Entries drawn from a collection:
###

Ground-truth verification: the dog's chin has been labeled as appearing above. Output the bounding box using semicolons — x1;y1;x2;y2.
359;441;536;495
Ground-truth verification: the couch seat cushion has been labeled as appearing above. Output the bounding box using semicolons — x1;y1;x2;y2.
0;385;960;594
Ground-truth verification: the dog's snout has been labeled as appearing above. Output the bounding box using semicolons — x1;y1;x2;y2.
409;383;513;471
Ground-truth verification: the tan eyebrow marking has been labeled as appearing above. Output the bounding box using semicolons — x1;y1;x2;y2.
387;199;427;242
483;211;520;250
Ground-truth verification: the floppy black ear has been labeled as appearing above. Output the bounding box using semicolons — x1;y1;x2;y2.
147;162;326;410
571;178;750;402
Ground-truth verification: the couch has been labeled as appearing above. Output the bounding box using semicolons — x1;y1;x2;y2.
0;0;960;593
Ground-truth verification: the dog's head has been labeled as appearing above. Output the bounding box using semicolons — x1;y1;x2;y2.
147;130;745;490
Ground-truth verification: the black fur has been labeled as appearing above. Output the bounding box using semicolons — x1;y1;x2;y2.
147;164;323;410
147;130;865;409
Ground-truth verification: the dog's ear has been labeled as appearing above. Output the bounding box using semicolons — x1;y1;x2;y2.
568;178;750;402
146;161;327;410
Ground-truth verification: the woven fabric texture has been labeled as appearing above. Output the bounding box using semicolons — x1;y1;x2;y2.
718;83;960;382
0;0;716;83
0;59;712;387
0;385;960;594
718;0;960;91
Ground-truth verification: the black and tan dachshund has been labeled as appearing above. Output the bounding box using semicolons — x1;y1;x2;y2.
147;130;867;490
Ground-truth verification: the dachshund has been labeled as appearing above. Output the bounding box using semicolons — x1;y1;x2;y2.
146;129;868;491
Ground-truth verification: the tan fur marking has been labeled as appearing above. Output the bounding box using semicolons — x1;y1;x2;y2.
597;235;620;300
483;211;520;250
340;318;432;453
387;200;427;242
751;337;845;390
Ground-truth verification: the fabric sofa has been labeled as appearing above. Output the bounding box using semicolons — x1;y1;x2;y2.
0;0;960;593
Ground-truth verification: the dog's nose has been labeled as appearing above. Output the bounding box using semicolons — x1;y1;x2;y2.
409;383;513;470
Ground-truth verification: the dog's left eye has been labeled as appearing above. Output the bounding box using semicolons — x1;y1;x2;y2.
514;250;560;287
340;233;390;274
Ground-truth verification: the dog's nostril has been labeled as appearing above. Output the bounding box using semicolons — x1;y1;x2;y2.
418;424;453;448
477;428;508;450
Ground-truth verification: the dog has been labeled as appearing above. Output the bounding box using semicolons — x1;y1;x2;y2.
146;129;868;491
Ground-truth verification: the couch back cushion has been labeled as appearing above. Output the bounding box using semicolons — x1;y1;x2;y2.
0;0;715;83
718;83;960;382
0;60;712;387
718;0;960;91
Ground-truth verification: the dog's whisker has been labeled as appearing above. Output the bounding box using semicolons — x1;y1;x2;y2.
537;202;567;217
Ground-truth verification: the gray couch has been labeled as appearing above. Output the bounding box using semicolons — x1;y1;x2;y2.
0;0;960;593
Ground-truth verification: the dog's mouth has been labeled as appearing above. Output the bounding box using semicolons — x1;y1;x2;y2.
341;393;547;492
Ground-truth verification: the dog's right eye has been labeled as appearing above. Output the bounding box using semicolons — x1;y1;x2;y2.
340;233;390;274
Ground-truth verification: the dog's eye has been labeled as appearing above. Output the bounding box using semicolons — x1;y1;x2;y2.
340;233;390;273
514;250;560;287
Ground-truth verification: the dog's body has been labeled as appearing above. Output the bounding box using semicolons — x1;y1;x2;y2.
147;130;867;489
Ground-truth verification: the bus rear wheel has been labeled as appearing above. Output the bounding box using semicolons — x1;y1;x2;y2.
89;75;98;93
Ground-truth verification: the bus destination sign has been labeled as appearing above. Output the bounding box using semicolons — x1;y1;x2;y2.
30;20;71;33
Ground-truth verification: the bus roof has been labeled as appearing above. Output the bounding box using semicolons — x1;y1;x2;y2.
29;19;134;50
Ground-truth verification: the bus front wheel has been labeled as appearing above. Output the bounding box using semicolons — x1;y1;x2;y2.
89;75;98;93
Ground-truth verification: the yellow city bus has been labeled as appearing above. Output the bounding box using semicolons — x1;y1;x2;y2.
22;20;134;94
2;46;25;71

###

# [WORK INSTRUCTIONS]
Render the material above as a two-column CSV with the header columns "prompt" and "target" and one row per request. Put the request text in "prompt" and its answer in "target", quoting each field and replacing line breaks with spaces.

# [PROBLEM SOLUTION]
prompt,target
"Ground-truth verification: the dog's chin has been labeled as appearing above. Output the bounding box using semicolons — x1;y1;x2;y2.","359;441;536;495"
"Ground-truth verification: the couch seat cushion has been labeled as appearing above. Output the bounding box using semicolons — x1;y1;x2;y2.","0;385;960;594"
"Ground-truth verification: the dog's snout has been labeled as appearing above. Output the bounding box using semicolons — x1;y1;x2;y2.","409;383;513;471"
"Ground-truth verification: the tan eyebrow marking has been labeled as appearing above. Output the bounding box using semicolons — x1;y1;x2;y2.","387;199;427;242 483;211;520;250"
"Ground-truth verification: the floppy black ear has been labeled as appearing above. Output the bounding box using semicolons — x1;y1;x2;y2.","147;162;326;410 571;178;750;402"
"Ground-truth verification: the couch has been labeled as appearing above. Output the bounding box using semicolons — x1;y1;x2;y2.","0;0;960;593"
"Ground-truth verification: the dog's head has been labeled as appearing above. Output the bounding box using semicolons — x1;y1;x2;y2.","147;130;745;490"
"Ground-truth verification: the black fur has been labeled as appearing above. Output the bounding box using semicolons — x1;y1;x2;y2.","147;164;323;410 147;130;865;409"
"Ground-truth verification: the dog's ear has been labeled as appearing above. Output the bounding box using semicolons — x1;y1;x2;y2.","568;178;750;402 146;161;327;410"
"Ground-truth verification: the woven fabric texture has been labeled as appearing above. Output the bounding box using semicolons — x1;y1;x2;y2.","718;83;960;382 0;0;716;83 0;59;712;387 0;385;960;594 718;0;960;91"
"Ground-truth verification: the black and tan dachshund has been labeled as appearing above. Output the bounding box using semicolons — x1;y1;x2;y2.","147;130;867;490"
"Ground-truth verification: the dachshund has been labeled as appearing above. Output the bounding box using semicolons — x1;y1;x2;y2.","146;129;868;491"
"Ground-truth verification: the tan fur marking has been labeled as appearing above. Output the bounding box using semicolons — x1;y1;x2;y2.","597;235;620;300 483;211;520;250 340;318;432;453 387;200;427;242 751;337;845;390"
"Ground-truth verification: the fabric sofa has been labeled as appearing above. Output the bounding box using semicolons — x1;y1;x2;y2.","0;0;960;593"
"Ground-truth verification: the dog's nose has been labeled as appearing above. Output the bounding box using semicolons — x1;y1;x2;y2.","409;383;513;470"
"Ground-truth verification: the dog's left eye has been labeled as appearing above. Output the bounding box using semicolons — x1;y1;x2;y2.","514;250;560;287 340;233;390;274"
"Ground-truth verification: the dog's nostril has been labeled as appearing above. Output the bounding box using semicolons — x1;y1;x2;y2.","418;424;453;448 477;428;508;450"
"Ground-truth verification: the dog has been labeled as appearing above. Output the bounding box using semicolons — x1;y1;x2;y2.","146;129;868;491"
"Ground-truth verification: the couch back cushion has been labeled as appearing above. Output the bounding box using semicolons — x1;y1;x2;y2.","0;0;715;83 718;83;960;382 0;60;712;387 718;0;960;91"
"Ground-truth verification: the dog's whisker has been labeled as appearing above. Output the bounding box using semicolons — x1;y1;x2;y2.","537;202;567;217"
"Ground-truth verification: the gray couch has been labeled as appearing above. Output the bounding box using semicolons — x1;y1;x2;y2.","0;0;960;593"
"Ground-truth verification: the dog's mouth has been labeled as appearing above. Output the bounding box using semicolons — x1;y1;x2;y2.","341;393;547;492"
"Ground-truth verification: the dog's right eye has been labeled as appearing above. Output the bounding box using semicolons — x1;y1;x2;y2.","340;233;390;274"
"Ground-truth verification: the dog's eye has been labeled as appearing above. Output the bounding box using semicolons — x1;y1;x2;y2.","340;233;390;273 514;250;560;287"
"Ground-truth verification: the dog's body has been labeled as appearing above. Output the bounding box using semicolons — x1;y1;x2;y2.","147;130;867;489"
"Ground-truth verification: the bus rear wheel has been labeled as appearing above. Output the bounding box using semicolons — x1;y1;x2;y2.","89;75;98;93"
"Ground-truth verification: the bus destination sign has been labeled as appearing above. Output the bounding box using semicolons — x1;y1;x2;y2.","30;20;71;33"
"Ground-truth verification: the bus roof has been labeled as appearing above. Output the bounding box using semicolons — x1;y1;x2;y2.","29;19;134;50"
"Ground-truth verification: the bus front wheel has been labeled as appearing above. Output the bounding box using semicolons — x1;y1;x2;y2.","89;75;98;93"
"Ground-truth verification: the yellow city bus has been labeled as appearing above. Output the bounding box using semicolons — x1;y1;x2;y2.","22;20;134;94 2;46;25;71"